* [Given passage]
———
More importantly, this film, (in a round-about way ) ultimately inspired some of my love of thoracic surgery. While readers familiar with the story already know, in John Wayne’s final film, his character is suffering from stomach cancer. As, in real life, John Wayne later died of stomach cancer. He died in 1979, three years after the film was completed. But if you ask anyone about John Wayne, they don’t mention his stomach cancer – they mention his lung cancer. So, I grew up thinking he died of lung cancer.
It wasn’t until I was well into adulthood that I found out that he survived lung cancer, and ultimately died of something else. It was even later, in 2004, during my training in cardiothoracic surgery that one of my older attendings mentioned John Wayne’s lung resection for a stage 3B cancer that prompted even more interest (by this point, google and the internet made it easy to satisfy this curiosity.)
John Wayne was larger than life, and his surgery was too..
———
* [Data for review]
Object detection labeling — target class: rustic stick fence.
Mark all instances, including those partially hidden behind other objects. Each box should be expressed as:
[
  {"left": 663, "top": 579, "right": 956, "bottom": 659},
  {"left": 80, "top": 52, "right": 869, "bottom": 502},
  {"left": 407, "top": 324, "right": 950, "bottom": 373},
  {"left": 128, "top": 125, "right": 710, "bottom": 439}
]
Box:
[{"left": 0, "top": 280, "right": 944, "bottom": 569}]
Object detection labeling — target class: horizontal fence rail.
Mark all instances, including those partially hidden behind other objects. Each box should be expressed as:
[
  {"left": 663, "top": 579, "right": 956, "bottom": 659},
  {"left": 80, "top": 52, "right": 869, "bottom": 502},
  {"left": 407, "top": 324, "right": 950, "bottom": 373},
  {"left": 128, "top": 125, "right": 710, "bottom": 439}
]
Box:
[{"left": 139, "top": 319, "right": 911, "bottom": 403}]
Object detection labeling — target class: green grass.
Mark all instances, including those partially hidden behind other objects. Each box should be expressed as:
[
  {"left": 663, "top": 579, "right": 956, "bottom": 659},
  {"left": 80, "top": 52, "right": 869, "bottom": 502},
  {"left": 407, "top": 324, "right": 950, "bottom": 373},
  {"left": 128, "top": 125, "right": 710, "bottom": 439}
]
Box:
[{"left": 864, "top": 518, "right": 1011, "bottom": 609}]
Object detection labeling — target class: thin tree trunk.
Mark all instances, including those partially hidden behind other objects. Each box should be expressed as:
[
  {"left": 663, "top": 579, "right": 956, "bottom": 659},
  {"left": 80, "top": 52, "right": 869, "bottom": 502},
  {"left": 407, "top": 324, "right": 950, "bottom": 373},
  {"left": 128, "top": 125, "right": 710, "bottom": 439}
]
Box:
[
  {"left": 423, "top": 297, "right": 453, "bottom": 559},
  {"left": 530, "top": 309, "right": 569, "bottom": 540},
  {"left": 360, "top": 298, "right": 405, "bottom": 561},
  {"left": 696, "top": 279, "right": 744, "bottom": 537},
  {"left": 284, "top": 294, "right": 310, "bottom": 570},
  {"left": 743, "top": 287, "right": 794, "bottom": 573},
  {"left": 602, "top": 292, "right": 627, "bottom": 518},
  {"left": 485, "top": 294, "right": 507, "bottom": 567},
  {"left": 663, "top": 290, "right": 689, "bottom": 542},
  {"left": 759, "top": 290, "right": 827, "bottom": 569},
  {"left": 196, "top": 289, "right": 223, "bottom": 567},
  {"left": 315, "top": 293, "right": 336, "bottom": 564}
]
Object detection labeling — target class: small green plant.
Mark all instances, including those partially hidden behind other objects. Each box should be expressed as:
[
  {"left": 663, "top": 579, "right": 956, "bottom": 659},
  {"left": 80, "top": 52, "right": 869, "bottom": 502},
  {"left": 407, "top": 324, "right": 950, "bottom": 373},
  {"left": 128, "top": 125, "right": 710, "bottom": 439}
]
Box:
———
* [Brief 1]
From the John Wayne passage, print the part that opens with the words containing "It wasn’t until" and closes with "surgery was too..".
* [Brief 2]
Answer these questions using the passage about John Wayne:
(a) In what year did John Wayne die?
(b) In what year was the writer training in cardiothoracic surgery when an older attending mentioned John Wayne's lung resection?
(c) What stage of lung cancer was the resection for?
* [Brief 3]
Go on with the passage about John Wayne, picking up after its final sentence.

* [Your response 1]
It wasn’t until I was well into adulthood that I found out that he survived lung cancer, and ultimately died of something else. It was even later, in 2004, during my training in cardiothoracic surgery that one of my older attendings mentioned John Wayne’s lung resection for a stage 3B cancer that prompted even more interest (by this point, google and the internet made it easy to satisfy this curiosity.)
John Wayne was larger than life, and his surgery was too..

* [Your response 2]
(a) 1979
(b) 2004
(c) Stage 3B

* [Your response 3]
That’s when I learned that not only did John Wayne have an extensive lung cancer requiring chest wall resection (that resulted in a complete cure) back in 1964, but that he received the kind of operation that many modern day patients are denied.
If he was alive today, he would need a surgeon like Dr. Michael Harden.
That’s because despite all of these modern day advances, (or maybe because of them), many patients with large bulky tumors, and local invasion (of ribs, spine, chest wall etc) are never even referred to thoracic surgeons in the first place. These patients are shunted to thoracic oncologists and radiation therapists where they receive systemic chemotherapy or radiation instead, despite the fact that our ability to resection these large, locally invasive tumors has greatly advanced since the early 60’s.
Not every thoracic cancer patient with advanced disease can or should have thoracic surgery. Many of these patients are frail, have distal/ widespread metastatic disease or other criteria that may make them ineligible for surgical resection. But often, for patients outside of very large academic centers, their cases aren’t even presented for surgical consideration.
Surgical success despite old-fashioned recovery techniques
A surgical resection like John Wayne’s in 1964, was a massive undertaking, and the risk of death from surgery was not insignificant. There were considerable hurdles to recovery related to all aspects of his care. H was a heavy (5 pack a day smoker), and the knowledge that cigarettes were linked to lung cancer was just beginning to seep into the public’s awareness. The vascular implications and other complications of smoking were not well known.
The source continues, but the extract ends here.